> _YOUR OBJECTIVE_: Retype the listing that follows, leaving nothing out.

> _DATASET RECORDS_:
----

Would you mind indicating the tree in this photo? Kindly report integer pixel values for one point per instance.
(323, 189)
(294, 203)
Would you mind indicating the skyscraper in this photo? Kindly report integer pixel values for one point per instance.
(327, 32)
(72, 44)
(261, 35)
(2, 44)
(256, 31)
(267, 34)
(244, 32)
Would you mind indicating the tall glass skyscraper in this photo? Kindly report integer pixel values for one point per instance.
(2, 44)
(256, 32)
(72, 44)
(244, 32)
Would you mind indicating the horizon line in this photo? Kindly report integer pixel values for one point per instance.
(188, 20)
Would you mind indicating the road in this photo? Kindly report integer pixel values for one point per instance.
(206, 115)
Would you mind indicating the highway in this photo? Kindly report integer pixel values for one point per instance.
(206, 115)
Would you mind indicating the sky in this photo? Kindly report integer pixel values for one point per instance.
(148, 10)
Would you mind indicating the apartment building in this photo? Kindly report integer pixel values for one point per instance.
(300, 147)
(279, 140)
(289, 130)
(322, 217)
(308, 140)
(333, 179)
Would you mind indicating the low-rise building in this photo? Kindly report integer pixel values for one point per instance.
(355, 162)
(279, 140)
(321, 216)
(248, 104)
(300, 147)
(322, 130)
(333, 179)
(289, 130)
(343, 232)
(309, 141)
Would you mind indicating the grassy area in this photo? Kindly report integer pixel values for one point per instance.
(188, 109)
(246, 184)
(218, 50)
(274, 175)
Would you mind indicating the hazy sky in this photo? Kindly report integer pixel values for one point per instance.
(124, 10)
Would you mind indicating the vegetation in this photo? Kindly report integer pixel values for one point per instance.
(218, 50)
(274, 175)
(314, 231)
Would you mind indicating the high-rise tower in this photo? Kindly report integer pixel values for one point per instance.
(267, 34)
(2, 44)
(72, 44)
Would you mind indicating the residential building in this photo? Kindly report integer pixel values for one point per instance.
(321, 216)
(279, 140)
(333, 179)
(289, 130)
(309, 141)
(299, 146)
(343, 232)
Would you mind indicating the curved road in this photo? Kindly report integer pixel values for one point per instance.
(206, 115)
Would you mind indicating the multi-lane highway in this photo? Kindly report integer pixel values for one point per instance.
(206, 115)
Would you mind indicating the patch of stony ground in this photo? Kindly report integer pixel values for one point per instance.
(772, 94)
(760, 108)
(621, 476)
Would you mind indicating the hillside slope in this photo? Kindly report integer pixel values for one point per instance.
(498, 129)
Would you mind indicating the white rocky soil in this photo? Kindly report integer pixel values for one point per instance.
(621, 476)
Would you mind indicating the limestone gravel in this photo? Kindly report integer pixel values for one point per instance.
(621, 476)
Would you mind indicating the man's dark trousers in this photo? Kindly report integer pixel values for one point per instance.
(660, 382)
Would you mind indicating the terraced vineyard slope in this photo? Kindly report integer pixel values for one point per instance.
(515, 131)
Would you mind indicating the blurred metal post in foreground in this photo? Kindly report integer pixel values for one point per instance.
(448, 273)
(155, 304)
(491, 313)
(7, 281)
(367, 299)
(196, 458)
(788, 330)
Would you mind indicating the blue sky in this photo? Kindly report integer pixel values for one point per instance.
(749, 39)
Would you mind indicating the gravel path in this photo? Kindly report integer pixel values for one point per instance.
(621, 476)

----

> _RESULT_:
Would you mind indicating the tree in this photo? Kindly report integer pixel values for one point per instance.
(323, 189)
(294, 203)
Would you mind indicating the skyscraper in this photo? Kindly report integer pixel values for one point per instance.
(327, 32)
(72, 44)
(261, 35)
(2, 44)
(256, 31)
(267, 34)
(244, 32)
Would you mind indicating the tall glass skyscraper in this photo? Kindly report integer pixel values for one point per instance.
(2, 44)
(256, 32)
(72, 44)
(244, 32)
Would you mind indicating the horizon line in this photo? Kindly report integer pixel values for one point per instance.
(188, 20)
Would you mind indicating the road in this photo? Kindly report integer pixel values for one point per instance.
(206, 115)
Would you mind indicating the highway in this photo? Kindly report integer pixel values for one point per instance.
(206, 115)
Would you mind indicating the sky in this photo? Kindly report integer pixel values for one point per instance.
(148, 10)
Would you mind indicating the apartment building in this photo? Kindly report integer pixel values for one point per instance.
(300, 147)
(279, 140)
(289, 130)
(322, 217)
(308, 140)
(333, 179)
Would you mind indicating the low-rise building in this photo? Kindly report integer pixel values for one point per instance.
(355, 162)
(279, 140)
(321, 216)
(248, 104)
(300, 147)
(322, 130)
(333, 179)
(289, 130)
(343, 232)
(309, 141)
Would you mind indicating the grassy area in this photo? Kindly report integer pixel values for one point per instance.
(188, 109)
(246, 184)
(218, 50)
(274, 175)
Would you mind indicating the hazy sky in this photo? Kindly report integer pixel values for one point per instance.
(124, 10)
Would you mind indicating the vegetation in this photo? Kindly report integer pixel values for one point per instance.
(218, 50)
(274, 175)
(314, 231)
Would you mind indicating the high-rise tower in this photo? Kindly report integer pixel values for one point per instance.
(267, 34)
(2, 44)
(72, 44)
Would you mind indicating the residential building in this photo? Kindly report integer pixel values for one point per instance.
(321, 216)
(279, 140)
(333, 179)
(289, 130)
(309, 141)
(299, 146)
(343, 232)
Would you mind indicating the curved road in this photo? Kindly report integer pixel values for one point per instance.
(206, 115)
Would you mind indicating the multi-lane highway in this photo? Kindly report integer pixel values for one point per instance.
(206, 115)
Would you mind indicating the patch of stony ground in this photo? Kindly report integer pixel values for one point per instance.
(772, 94)
(760, 108)
(621, 476)
Would you mind indicating the hillside slope in this photo? Kindly report integer pixel values for one point per instance.
(498, 129)
Would you mind indicating the white rocky soil in this photo? Kindly report integer pixel values for one point per instance.
(621, 476)
Would you mind indicating the limestone gravel in this photo? Kindly report integer pixel values for one point per instance.
(621, 476)
Would you mind indicating the man's dark trousers in this photo? Kindly report integer pixel values for one point per instance.
(660, 382)
Would you mind indicating the terraced vineyard slope in this photo? Kindly report integer pixel values for one point per instance.
(515, 131)
Would you mind indicating the blurred metal post in foreground in this photo? Kindly report integer pixel values for one point per instance.
(448, 273)
(155, 304)
(491, 313)
(7, 281)
(367, 299)
(196, 458)
(788, 330)
Would you mind indicating the blue sky in this photo? Kindly report integer pixel values for one point per instance.
(749, 39)
Would you mind indicating the gravel path in this photo? Kindly report integer pixel values for one point per instance.
(621, 476)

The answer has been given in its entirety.